▸ **MATERIAL FOR THIS TASK**
----
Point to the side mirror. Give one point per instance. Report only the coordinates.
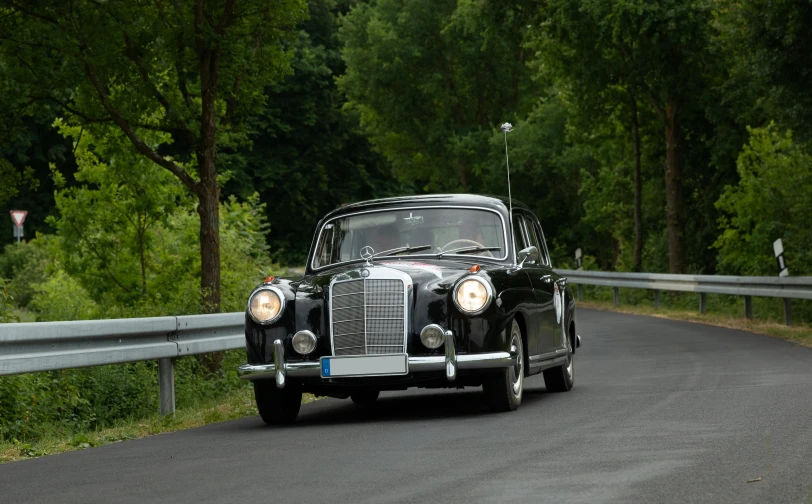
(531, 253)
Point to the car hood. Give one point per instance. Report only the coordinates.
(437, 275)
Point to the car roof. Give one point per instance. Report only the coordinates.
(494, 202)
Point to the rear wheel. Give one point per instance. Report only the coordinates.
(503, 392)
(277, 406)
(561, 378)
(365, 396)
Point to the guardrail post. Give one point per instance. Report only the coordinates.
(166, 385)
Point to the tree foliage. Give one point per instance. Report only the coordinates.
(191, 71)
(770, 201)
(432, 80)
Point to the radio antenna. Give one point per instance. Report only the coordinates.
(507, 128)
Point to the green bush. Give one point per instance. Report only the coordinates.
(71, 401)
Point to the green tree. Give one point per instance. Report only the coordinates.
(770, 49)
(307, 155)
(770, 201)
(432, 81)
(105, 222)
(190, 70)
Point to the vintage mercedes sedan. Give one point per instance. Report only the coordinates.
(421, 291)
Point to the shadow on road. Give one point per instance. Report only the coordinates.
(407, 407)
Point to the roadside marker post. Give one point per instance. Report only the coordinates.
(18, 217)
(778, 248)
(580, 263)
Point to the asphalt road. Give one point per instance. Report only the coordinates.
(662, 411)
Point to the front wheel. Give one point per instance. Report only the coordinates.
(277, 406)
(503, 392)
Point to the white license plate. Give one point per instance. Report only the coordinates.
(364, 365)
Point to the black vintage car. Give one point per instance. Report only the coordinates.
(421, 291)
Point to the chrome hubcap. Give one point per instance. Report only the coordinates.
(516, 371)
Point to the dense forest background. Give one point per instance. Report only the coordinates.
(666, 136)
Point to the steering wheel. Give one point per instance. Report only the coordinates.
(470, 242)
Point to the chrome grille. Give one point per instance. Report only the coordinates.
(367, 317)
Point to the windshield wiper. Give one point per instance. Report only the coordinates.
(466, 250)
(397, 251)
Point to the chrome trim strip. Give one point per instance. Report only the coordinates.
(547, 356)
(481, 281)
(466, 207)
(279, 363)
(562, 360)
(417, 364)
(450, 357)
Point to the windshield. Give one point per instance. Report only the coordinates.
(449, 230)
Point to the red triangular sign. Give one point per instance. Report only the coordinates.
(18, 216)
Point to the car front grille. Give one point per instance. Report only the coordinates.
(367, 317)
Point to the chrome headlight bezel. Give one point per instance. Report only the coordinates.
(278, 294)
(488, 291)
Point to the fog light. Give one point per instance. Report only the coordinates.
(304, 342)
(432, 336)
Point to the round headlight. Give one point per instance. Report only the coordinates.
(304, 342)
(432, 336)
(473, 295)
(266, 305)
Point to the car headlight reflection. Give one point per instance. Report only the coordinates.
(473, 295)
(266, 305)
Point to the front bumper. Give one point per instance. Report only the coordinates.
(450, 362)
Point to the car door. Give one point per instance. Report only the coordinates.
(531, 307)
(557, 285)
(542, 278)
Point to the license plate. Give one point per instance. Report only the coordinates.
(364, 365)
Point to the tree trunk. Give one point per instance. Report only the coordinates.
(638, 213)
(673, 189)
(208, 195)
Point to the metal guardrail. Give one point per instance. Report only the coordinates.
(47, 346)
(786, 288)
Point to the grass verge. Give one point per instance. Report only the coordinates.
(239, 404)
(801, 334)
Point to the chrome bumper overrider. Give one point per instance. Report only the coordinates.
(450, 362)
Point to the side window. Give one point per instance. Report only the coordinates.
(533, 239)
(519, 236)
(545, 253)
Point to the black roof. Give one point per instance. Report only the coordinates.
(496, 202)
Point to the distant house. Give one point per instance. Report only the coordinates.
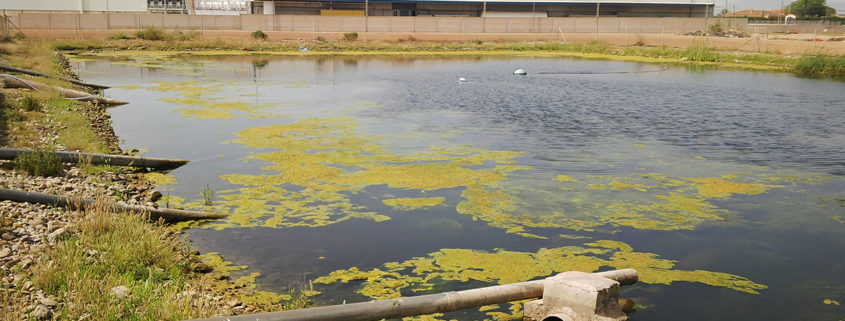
----
▸ **TASK TO COMPLETE**
Extract, character for character, every line from the one that holds "Point to the metal" through the end of the entries above. Include both boundary lines and no pictures.

▸ **FINAL RESULT**
Point to the metal guardrail. Give one point per instance. Report only the coordinates.
(47, 346)
(786, 288)
Point to the grass verge. Give one point per instance. Report only the coordinates.
(239, 404)
(801, 334)
Point to the chrome bumper overrider. Give one point per instance. Report only the coordinates.
(450, 362)
Point to the side window. Give one point per instance. Report only the coordinates.
(533, 239)
(519, 236)
(545, 253)
Point to the black roof. Give one point per instance. Report only the coordinates.
(496, 202)
Point to the distant house. Give one point per instance. Report only the coordinates.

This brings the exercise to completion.